> _KUTIPAN PILIHAN_:
Bicara tentang usia
adalah bicara tentang kesempatan untuk belajar. Semakin bertambah usia kita,
semakin bertambah pula waktu belajar kita. Perjalanan waktu mengajarkan
bagaimana kita harus berjalan membersamai roda kehidupan yang terus berputar.
Kadang roda itu berada di atas, kadang di bawah, kadang menemui jalan yang mudah,
kadang terjal dan berliku. Semua perjalanan itu pada akhirnya akan membentuk
pengalaman kita. Dan pengalaman adalah guru terbaik sepanjang masa. Semakin jauh
kita berjalan, semakin banyak pula pengalaman hidup yang terekam dalam diri
kita.
Oleh karenanya, semakin
bertambah usia kita, seharusnya semakin bertambah pula kebijaksanaan kita.

> _TUGAS A_: Pilih semua baris dalam daftar yang memuat kata "stone".

> _CUPLIKAN DATA_:
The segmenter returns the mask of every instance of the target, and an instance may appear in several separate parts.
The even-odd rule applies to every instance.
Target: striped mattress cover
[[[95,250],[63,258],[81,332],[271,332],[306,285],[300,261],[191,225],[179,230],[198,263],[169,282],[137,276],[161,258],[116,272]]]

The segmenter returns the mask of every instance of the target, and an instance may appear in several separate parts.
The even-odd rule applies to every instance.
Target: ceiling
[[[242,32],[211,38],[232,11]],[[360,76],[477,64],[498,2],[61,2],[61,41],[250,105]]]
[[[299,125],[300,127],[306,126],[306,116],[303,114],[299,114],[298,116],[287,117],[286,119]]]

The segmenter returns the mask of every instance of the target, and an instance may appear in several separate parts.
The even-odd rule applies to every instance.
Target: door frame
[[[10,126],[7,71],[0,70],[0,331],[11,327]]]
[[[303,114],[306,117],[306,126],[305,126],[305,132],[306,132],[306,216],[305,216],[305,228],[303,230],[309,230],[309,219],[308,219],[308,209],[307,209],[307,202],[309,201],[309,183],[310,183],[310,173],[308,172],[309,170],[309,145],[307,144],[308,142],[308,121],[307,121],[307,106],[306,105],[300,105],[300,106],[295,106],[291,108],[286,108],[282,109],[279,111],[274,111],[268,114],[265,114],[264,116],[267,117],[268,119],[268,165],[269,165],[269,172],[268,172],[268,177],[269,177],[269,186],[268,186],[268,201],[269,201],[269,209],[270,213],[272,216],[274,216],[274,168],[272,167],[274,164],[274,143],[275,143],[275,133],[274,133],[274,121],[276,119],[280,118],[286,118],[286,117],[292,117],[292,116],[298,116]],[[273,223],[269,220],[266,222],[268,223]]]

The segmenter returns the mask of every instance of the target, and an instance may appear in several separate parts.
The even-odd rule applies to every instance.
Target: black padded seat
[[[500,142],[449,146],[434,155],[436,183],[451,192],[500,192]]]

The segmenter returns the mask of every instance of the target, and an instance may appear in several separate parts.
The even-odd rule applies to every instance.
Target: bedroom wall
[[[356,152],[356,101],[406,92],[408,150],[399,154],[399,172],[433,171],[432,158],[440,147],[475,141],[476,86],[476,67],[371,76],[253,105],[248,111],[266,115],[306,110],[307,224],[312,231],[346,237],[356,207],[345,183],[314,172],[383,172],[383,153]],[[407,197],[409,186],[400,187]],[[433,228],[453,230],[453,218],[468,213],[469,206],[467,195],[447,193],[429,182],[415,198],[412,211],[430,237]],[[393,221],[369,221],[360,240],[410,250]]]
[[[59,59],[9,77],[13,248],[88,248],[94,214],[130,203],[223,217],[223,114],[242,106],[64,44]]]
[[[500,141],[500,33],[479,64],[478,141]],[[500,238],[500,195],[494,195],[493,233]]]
* * *
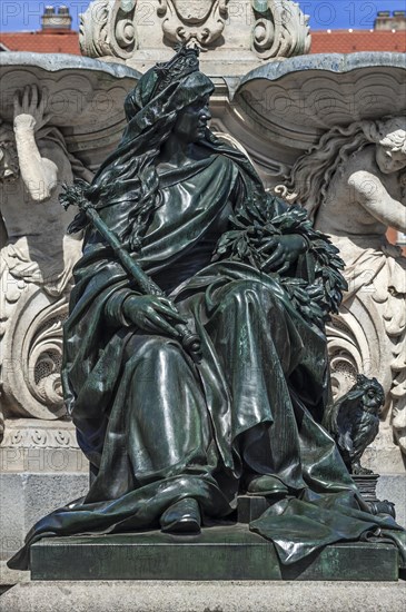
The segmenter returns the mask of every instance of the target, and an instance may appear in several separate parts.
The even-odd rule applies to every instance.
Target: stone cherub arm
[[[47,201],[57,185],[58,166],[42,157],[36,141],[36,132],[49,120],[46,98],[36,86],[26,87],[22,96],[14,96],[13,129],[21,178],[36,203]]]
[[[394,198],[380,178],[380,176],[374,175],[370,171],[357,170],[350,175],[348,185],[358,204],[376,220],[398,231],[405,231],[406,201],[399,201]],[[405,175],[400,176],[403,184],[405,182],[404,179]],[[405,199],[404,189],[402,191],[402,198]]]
==
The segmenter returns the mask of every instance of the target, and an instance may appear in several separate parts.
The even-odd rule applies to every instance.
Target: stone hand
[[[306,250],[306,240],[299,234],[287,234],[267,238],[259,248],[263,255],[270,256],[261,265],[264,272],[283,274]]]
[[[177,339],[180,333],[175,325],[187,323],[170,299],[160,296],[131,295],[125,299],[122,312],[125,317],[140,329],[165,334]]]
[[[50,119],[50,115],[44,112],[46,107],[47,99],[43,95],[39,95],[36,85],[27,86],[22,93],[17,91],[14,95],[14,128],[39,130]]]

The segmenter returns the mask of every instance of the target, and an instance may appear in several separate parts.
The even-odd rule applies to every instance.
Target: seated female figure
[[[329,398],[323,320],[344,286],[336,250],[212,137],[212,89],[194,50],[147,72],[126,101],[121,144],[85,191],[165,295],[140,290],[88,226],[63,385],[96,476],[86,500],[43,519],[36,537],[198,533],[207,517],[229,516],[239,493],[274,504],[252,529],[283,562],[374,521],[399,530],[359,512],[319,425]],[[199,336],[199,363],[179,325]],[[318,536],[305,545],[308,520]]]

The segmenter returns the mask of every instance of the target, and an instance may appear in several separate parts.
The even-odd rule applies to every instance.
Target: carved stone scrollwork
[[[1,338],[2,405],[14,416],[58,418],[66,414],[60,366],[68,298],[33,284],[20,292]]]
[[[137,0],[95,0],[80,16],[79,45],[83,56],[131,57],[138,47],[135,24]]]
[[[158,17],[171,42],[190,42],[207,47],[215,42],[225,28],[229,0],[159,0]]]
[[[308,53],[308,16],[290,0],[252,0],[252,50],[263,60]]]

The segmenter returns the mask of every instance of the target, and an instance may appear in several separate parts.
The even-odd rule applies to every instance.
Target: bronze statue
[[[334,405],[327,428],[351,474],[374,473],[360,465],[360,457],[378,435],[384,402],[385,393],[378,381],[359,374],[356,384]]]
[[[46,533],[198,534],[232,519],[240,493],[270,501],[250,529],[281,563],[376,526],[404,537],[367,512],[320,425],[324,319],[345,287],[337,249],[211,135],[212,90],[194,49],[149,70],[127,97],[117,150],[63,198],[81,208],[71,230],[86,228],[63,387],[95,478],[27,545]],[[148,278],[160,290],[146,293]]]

> _TUGAS B_: Menurut teks tentang usia, apa yang disebut sebagai guru terbaik sepanjang masa?

> _JAWABAN A_:
Target: stone cherub arm
Target: stone hand
Target: carved stone scrollwork

> _JAWABAN B_: Pengalaman.